### [TASK INSTRUCTIONS]
Transcribe the data that follows precisely, omitting nothing.

[Point annotation records]
%%

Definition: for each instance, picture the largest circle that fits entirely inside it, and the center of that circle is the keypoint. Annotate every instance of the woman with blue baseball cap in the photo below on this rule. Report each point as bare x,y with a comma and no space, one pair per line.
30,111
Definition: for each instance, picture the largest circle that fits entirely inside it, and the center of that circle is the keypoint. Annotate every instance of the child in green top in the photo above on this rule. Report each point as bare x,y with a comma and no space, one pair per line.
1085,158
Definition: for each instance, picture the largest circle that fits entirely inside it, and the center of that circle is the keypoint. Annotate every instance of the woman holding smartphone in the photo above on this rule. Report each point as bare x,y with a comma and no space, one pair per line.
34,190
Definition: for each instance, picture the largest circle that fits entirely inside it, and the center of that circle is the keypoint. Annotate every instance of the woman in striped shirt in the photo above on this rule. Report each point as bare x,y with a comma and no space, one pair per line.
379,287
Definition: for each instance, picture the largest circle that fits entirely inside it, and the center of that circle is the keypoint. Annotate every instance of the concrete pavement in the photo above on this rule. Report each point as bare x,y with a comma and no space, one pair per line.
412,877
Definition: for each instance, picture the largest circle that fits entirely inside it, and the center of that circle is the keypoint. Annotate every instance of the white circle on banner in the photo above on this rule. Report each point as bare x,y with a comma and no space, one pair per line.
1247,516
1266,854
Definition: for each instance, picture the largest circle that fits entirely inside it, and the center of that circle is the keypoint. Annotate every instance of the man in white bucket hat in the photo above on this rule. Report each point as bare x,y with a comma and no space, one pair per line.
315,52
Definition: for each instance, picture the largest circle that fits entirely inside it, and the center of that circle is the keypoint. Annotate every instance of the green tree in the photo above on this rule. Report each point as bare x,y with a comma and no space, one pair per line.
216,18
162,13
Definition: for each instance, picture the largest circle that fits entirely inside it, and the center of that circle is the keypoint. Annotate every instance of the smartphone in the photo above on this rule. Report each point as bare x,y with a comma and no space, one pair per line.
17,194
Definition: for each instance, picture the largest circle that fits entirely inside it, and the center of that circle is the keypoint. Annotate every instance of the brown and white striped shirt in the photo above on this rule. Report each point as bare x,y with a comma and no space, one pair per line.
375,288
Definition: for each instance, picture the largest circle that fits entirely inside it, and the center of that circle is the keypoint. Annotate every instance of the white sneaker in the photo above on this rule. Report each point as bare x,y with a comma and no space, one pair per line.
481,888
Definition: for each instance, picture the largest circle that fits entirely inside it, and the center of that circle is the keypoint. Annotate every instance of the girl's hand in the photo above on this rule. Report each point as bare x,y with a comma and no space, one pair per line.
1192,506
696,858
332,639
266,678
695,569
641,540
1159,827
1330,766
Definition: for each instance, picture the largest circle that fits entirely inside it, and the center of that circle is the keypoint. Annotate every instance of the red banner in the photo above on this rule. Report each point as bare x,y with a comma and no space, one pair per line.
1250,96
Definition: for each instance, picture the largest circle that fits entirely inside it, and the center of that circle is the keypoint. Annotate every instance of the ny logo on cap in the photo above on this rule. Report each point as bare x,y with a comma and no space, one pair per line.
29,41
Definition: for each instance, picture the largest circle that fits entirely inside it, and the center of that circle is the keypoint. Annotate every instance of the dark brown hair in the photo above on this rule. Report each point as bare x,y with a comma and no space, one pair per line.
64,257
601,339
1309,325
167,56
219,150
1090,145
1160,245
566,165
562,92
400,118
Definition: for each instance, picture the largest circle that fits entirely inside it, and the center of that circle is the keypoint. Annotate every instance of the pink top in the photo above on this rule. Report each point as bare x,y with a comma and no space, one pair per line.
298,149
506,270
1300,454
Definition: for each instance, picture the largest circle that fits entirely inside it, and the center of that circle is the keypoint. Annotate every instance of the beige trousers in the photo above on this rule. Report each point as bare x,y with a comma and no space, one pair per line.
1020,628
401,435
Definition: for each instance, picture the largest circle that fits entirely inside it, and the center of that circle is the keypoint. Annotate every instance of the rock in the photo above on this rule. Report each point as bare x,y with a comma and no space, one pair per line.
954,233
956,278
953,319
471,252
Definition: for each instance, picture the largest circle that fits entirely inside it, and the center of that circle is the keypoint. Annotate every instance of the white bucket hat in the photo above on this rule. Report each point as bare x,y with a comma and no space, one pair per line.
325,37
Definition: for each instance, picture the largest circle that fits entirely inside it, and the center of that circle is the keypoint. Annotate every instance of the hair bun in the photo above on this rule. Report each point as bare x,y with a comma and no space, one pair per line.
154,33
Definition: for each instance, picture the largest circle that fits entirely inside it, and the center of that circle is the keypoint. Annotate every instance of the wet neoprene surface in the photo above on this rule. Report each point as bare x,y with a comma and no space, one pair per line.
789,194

%%

### [THE SOLUTION]
Definition: for each instance, picture the largest circle that fits entirely inside it, and the center of that circle is the keypoint. Annotate every instance of the woman with blue baseball cap in the photo below on this rule. Report each point as bare x,y with a comma and no space, one pair per line.
30,111
Definition: for each instance, picture the largest circle that fits entirely inside it, and the center of that circle is the keypoint. Annotate every instance of the child in green top in the photo above on this rule. Report each point as bare x,y with a comma and no space, one pair per line.
1085,158
Definition: for each instance, picture the largest circle that fits entirely inside it, and the center of that circle is the keypoint. Annotate every instance of the woman holding smartphone in the photo above on this rule. Report each point as bare x,y with a comma and no space, one pair per line.
34,190
Definition: for each instance, picture the largest circle that fits entirely inside it, and the center of that circle is the keypoint. Annotate every instance of the woman in striped shirt in the photo above on this rule. Report each point as bare x,y with a comma and no space, one pair per line.
379,287
Definition: for each instance, picture the largest circle that fits entirely inside it, and the center of that circle is the keypoint. Annotate every instance of the concrete pavement in the photo above on this rule. Report each point as bare x,y with a comma and no space, one pair per line.
412,877
Definition: for each instance, picture the largest circle that fits entirely inside it, and the center of that circle is the keypoint. Annotate every instance of the white circle on banner in the photo above on this rule. Report each point as bare x,y with a comma and no space, one pair per line.
1247,516
1266,854
Definition: for each instance, picture the largest circle that fits entirely inside it, and the center of that circle is the keypoint. Annotate every instance of the man in white bucket hat in the photo above on this rule. Report each point as bare x,y with a comma and no space, one pair per line.
315,52
Definition: for each instance, picture the largest circle that fits entirely inside it, and the center of that circle is the keypoint. Annotate every instance of the green tree in the photo above on this rule. Report each point as bare x,y with a comma and no space, one pair per line.
216,18
162,13
Definition: for each instance, picture the largest circle that fits entirely inside it, and the center of that circle is the keypoint. Annotate every instance of the smartphone in the photo above on this rule. Report each point as bare x,y with a comma and no space, one pair per line.
17,194
Definition: for each instance, picture the largest circle that fits entirely inside it, and the center of that circle is the keypoint. Annotate every instance of the brown and white striped shirt in the photo above on this rule. Report each point as bare x,y with a comma and no space, one pair per line.
375,288
Definition: for each instance, picture the largest circle that fits entirely inside it, and the center of that circle is the keypoint. Annotate every instance of the white sneaker in the photo above on this rule. Report each point as bare x,y with a comma and no space, one pair per line.
481,888
Definition: for each instance, picture the largest circle that fits entirely inside it, and the center of that circle is the keypoint. Annotate every instance of the girl's hand in the photo above on this rule. Report each point as bare x,y with a comma and no space, one pair per line.
1192,506
696,858
332,639
266,678
695,569
641,540
1159,827
1330,766
Definition: for each instance, picture the largest circle that fits entirely inside it, and the center of that circle is the keypoint. Annotate every instance of the red banner in the photo above on this rule. Report each point as bare x,y with a comma and no space, one pair per line.
1250,96
Definition: for each instance, picture the largest circle that fits entirely inside it, and the center of that circle is the keypoint. Annotate every instance of the ny logo on cap in the photo above on this rule. Report each point as bare x,y with a comma and no space, one pair per line.
29,41
Definition: for each instance, picture the largest circle that fits entirely inside it, and the center of that circle is the keypoint. Annotate every instance of the dark brown hair in the photo above on this rule. Report each point as bare x,y with a comma and no space, one pair per line.
64,257
601,339
1309,325
167,56
219,150
1090,145
1160,245
566,165
562,92
400,118
Definition: for each instance, picture the largest circle that fits entirely inside it, and the center of that circle is the keypoint. Annotate every instance of the pink top in the photo above on this rule. Report each point as bare x,y with a comma and no space, one pair per line.
298,149
506,270
1300,454
Definition: for each instance, picture the largest circle that fits entirely inside it, and the center of that circle is the keypoint. Annotate every instance of the beige trousers in the photo above on this rule. Report each point as bare x,y with a comma and no space, one pair per line.
1020,628
401,435
Definition: for each instance, picture the largest circle that fits entirely inside it, and the center of that circle is the keypoint. Annotate every instance of the rock in the photo above on this rule. Report each point as bare x,y with a comma and no space, one pair per line.
954,233
956,278
953,319
471,252
Definition: for each instance, picture the largest circle that fits entirely inside it, and the center of that circle is the keypoint. Annotate every instance of the white bucket hat in the photo above on this rule. Report each point as bare x,y with a comma and no space, one pair per line.
325,37
Definition: for each instance, picture the largest circle that fits entirely inside it, and the center of that circle is the keypoint. Annotate every instance of the hair bun in the photo above on this rule. Report each point as bare x,y with a comma and no space, one pair per line.
154,33
Definition: for each instance, picture the largest circle that fits entirely inside it, and the center of that circle is the keypoint. Annotate every instance of the wet neoprene surface in the photo above on this rule. Report each point as bare x,y with a comma and no space, one pair per line.
789,194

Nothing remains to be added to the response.